====== Document passage
United States District Court, Northern District of Illinois


January 23, 2012

ACE HARDWARE INT'L HOLDINGS INC
v.
MASSO EXPO CORP ET AL

Name of Assigned Judge Sitting Judge if Other or Magistrate Judge Amy J. St. Eve than Assigned Judge

CASE TITLE

DOCKET ENTRY TEXT

The Court denies Defendants' Rule 54(b) motion to reconsider the Court's October 25, 2011 Memorandum Opinion and Order [49].

O[ For further details see text below.] Notices mailed by Judicial staff.

STATEMENT

Before the Court is Defendants' Rule 54(b) motion to reconsider the Court's October 25, 2011 Order denying Defendants' motion to transfer this case to the District Court of Puerto Rico. For the following reasons, the Court denies Defendants' motion.

BACKGROUND

On October 25, 2011, the Court issued a Memorandum Opinion and Order denying Defendants' motion to dismiss the complaint for lack of personal jurisdiction or, in the alternative, to transfer the action (the "October Order"). See R. 46; Ace Hardware Int'l Holdings, Ltd. v. Masso Expo Corp., No. 11-cv-3928, 2011 WL 5077686 (N.D. Ill. Oct. 25, 2011).*fn1 The Court denied Defendants' motion to transfer pursuant to 28 U.S.C. § 1404(a) on the grounds that 1) venue in both Illinois and Puerto Rico is proper; 2) Defendants failed to meet their burden of proving that transfer to Puerto Rico will serve the convenience of the parties and witnesses and that it will promote the interests of justice. Specifically, the Court found that the private and public interest factors, as a whole, weighed in favor of Plaintiff's choice of venue in Illinois. Id. at *12-14.
============
====== Extracted records
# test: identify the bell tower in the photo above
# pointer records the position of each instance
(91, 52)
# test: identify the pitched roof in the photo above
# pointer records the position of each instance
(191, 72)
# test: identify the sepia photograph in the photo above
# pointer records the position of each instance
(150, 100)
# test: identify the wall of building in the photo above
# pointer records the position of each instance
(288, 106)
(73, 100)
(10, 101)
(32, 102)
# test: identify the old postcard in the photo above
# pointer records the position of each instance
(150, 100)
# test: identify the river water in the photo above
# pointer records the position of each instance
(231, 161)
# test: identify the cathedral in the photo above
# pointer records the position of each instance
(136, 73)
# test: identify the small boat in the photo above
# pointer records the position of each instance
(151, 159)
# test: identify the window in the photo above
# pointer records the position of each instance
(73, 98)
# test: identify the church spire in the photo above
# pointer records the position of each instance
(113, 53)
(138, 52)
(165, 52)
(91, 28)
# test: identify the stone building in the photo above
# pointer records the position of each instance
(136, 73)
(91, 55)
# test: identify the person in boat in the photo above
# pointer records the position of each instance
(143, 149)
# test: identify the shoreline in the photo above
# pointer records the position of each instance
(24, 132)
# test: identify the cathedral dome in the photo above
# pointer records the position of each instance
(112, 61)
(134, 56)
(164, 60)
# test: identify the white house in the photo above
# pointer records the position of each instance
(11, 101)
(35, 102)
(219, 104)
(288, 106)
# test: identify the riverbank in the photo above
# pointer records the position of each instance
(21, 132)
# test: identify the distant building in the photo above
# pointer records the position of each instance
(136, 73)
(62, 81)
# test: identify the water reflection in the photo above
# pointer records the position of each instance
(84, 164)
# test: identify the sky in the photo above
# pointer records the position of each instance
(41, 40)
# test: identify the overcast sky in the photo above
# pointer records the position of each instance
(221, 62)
============
====== Extracted records
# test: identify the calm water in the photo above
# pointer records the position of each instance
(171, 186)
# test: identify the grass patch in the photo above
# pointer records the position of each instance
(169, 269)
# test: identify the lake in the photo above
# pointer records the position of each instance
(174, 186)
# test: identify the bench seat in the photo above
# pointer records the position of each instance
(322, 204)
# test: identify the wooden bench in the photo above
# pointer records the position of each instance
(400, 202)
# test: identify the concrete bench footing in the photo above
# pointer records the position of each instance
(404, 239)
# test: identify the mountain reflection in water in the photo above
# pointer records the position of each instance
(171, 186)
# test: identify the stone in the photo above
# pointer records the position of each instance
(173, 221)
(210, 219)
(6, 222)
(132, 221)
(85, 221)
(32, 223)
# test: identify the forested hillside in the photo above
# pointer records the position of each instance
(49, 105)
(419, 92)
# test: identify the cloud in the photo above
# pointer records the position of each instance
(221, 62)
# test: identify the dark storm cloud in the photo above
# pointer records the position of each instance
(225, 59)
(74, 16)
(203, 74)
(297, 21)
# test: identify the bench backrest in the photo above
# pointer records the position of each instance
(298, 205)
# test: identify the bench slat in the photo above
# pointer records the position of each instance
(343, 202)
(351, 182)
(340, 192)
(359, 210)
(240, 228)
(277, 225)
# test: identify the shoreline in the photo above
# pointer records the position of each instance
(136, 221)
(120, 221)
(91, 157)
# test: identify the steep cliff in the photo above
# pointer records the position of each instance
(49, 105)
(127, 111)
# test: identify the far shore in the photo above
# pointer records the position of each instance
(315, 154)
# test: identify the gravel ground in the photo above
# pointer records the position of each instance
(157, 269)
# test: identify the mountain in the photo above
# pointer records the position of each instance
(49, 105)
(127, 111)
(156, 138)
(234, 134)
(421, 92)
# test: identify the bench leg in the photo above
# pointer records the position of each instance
============
_Request 1_
According to the court order, to which court did Defendants ask to have the case transferred?
_Request 2_
Say whether each statement agrees with the court order, answering yes or no and quoting the words of the order that decide it.
(a) The October Order was issued on October 25, 2011.
(b) The Court found that venue was proper only in Illinois.
(c) The Court grants Defendants' Rule 54(b) motion to reconsider.
_Request 3_
Continue the court order on the transfer dispute, starting after its final sentence.

_Task response 1_
The District Court of Puerto Rico.

_Task response 2_
(a) Yes: "On October 25, 2011, the Court issued a Memorandum Opinion and Order"
(b) No: "venue in both Illinois and Puerto Rico is proper"
(c) No: "The Court denies Defendants' Rule 54(b) motion to reconsider"

_Task response 3_
On November 22, 2011, Defendants filed their motion to reconsider. Plaintiff filed its written response on January 4, 2012, and Defendants filed their written reply on January 18, 2012.

Courtroom Deputy KF

Initials:

LEGAL STANDARD

Federal Rule of Civil Procedure ("Rule") 54(b) permits the Court to exercise its inherent authority to reconsider its interlocutory orders. See Moses H. Cone Mem. Hosp. v. Mercury Constr. Corp., 460 U.S. 1, 12, 103 S.Ct. 927, 74 L.Ed.2d 765 (1983) ("every order short of a final decree is subject to reopening at the discretion of the district judge"); Sims v. EGA Prods., Inc., 475 F.3d 865, 870 (7th Cir. 2007) ("non-final orders are generally modifiable"). Motions for reconsideration under Rule 54(b) serve the limited function of correcting manifest errors of law or fact. See Rothwell Cotton Co. v. Rosenthal & Co., 827 F.2d 246, 251 (7th Cir. 1987); Zurich Capital Mkt., Inc. v. Coglianese, 383 F. Supp.2d 1041, 1045 (N.D. Ill. 2005). As the Seventh Circuit recently explained, "[i]t is well established that a motion to reconsider is only appropriate where a court has misunderstood a party, where the court has made a decision outside the adversarial issues presented to the court by the parties, where the court has made an error of apprehension (not of reasoning), where a significant change in the law has occurred, or where significant new facts have been discovered." Broaddus v. Shields, --- F.3d ----, 2011 WL 6396542, at *11 (7th Cir. Dec. 21, 2011) (citing Bank of Waunakee v. Rochester Cheese Sales, Inc., 906 F.2d 1185, 1191 (7th Cir. 1990)). Because of these exacting standards, issues appropriate for reconsideration "rarely arise and the motion to reconsider should be equally rare." Packaging Supplies, Inc. v. Harley-Davidson, Inc., No. 08 C 400, 2011 WL 5373975, at *3 (N.D. Ill. Nov. 4, 2011) (citing Bank of Waunakee, 906 F.2d at 1191). Whether to grant a motion for reconsideration is "entrusted to the sound judgment of the district court." Matter of Prince, 85 F.3d 314, 324 (7th Cir. 1996); see also United States v. Resnick, 594 F.3d 562, 568 (7th Cir. 2010).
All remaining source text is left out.